* Aufgabe: Prüfe, ob die folgenden Aussagen mit dem Text über den Trost im Spiegel übereinstimmen, und belege jede Antwort mit Ja oder Nein sowie den entscheidenden Worten des Textes im genauen Wortlaut. 1. Ian Hamilton Finlay hat 1975 in Stuttgart-Büsnau eine ähnliche Arbeit mit dem Wort Schiff realisiert. 2. Die vorgeschlagene Holz-Stele soll etwa fünf Meter hoch sein. 3. Der Trost ist vor allem die Wende selbst.

* Vorliegender Text:
- - - - - - -
Trost-Module 5: Trost im Spiegel

Wollte jemand einen Garten des Trostes anlegen, so würde ich den Vorschlag machen, in der Nähe des Zentrums dieses Gartens eine große, etwa drei Meter hohe Holz-Stele aufzustellen, auf welcher in Spiegelschrift das Wort TROST zu lesen bzw. nicht zu lesen wäre. Denn wirklich lesen könnte man das Wort erst, wenn man nicht mehr auf die Stele, sondern in die Wasserfläche vor der Stele blicken würde. Die Grundidee für diesen möglichen Vorschlag verdanke ich dem schottischen Künstler Ian Hamilton Finlay (1925-2006), der 1975 in Stuttgart-Büsnau eine ähnliche Arbeit unter Verwendung des Wortes Schiff realisiert hat. Es wäre interessant zu erfahren, auf welchem Weg Finlay zu diesem Einfall kam.

Der besondere Charme des Objekts liegt für mich in seiner Indirektheit, also darin, dass es sich der Betrachterin (aber auch dem Betrachter) erst dann vollständig erschließt, wenn sie (er) ihren (seinen) Blick von ihm (dem Objekt) abwendet und auf die davor befindliche Wasserfläche richtet. Die, wenn man so will, geheime Botschaft lautet: Wir sehen (erkennen) etwas erst, wenn wir es nicht mehr sehen (fixieren) und wir finden Trost vielleicht am ehesten dort, wo wir gar nicht danach gesucht haben.

Auch hat Trost, abstrakt gesagt, etwas mit dem Umschlagen oder dem Sich-Wenden des Negativen ins Positive zu tun. Wobei der Trost weniger die Wende selbst ist (die muss im Leben stattfinden) als vielmehr die Aussicht auf die Wende, die konkrete Ahnung ihrer realen Möglichkeit oder Wahrscheinlichkeit, bis hin zur Gewissheit der Wiederkehr des Guten. (Was ist der christliche Trost anderes als die Erinnerung an die christliche Glaubensgewissheit der Letzten Wende, bestehend in der Wiederkehr Jesu Christi am Ende der Zeit.)
- - - - - - -
* Bereitgestellte Datensätze:
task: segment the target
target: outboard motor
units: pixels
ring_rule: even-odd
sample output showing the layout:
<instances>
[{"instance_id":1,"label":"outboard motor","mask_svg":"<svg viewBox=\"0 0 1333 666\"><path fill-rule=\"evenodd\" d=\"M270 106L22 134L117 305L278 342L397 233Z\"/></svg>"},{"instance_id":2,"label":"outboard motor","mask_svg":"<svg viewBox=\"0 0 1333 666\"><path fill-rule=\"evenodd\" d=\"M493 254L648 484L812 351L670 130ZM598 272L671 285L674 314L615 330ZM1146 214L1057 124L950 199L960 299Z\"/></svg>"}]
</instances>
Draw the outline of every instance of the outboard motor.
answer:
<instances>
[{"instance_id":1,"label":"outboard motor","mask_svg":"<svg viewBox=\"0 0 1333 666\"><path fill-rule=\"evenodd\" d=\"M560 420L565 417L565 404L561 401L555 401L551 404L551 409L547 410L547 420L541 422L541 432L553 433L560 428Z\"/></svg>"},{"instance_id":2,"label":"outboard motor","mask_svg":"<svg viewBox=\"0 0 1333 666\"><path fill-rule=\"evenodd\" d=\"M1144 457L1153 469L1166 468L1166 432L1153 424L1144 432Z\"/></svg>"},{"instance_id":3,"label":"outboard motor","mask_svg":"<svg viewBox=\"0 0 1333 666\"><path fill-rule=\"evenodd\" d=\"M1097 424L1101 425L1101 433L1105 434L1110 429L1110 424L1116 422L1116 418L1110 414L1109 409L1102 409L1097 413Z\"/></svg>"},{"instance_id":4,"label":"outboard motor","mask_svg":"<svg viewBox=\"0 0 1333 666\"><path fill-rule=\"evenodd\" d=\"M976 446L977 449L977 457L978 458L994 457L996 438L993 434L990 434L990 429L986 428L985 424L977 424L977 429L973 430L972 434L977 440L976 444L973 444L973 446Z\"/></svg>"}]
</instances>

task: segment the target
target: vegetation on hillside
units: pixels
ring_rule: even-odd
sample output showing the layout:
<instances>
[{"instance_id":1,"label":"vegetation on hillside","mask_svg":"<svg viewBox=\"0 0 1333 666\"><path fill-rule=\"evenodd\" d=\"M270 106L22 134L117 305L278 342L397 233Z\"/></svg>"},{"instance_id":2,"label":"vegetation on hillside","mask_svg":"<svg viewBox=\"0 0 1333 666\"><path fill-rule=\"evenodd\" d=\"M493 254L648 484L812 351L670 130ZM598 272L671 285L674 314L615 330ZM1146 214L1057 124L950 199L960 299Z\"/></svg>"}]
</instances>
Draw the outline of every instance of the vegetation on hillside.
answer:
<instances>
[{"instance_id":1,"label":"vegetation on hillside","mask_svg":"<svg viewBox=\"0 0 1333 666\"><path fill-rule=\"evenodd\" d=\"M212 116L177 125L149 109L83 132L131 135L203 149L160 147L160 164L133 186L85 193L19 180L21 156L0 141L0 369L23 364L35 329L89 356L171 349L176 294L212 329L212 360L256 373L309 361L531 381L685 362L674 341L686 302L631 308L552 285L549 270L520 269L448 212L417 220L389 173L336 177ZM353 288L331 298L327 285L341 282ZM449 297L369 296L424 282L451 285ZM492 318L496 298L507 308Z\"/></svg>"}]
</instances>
- - - - - - -
* Lösung:
1. Ja: „der 1975 in Stuttgart-Büsnau eine ähnliche Arbeit unter Verwendung des Wortes Schiff realisiert hat“
2. Nein: „eine große, etwa drei Meter hohe Holz-Stele“
3. Nein: „Wobei der Trost weniger die Wende selbst ist (die muss im Leben stattfinden) als vielmehr die Aussicht auf die Wende“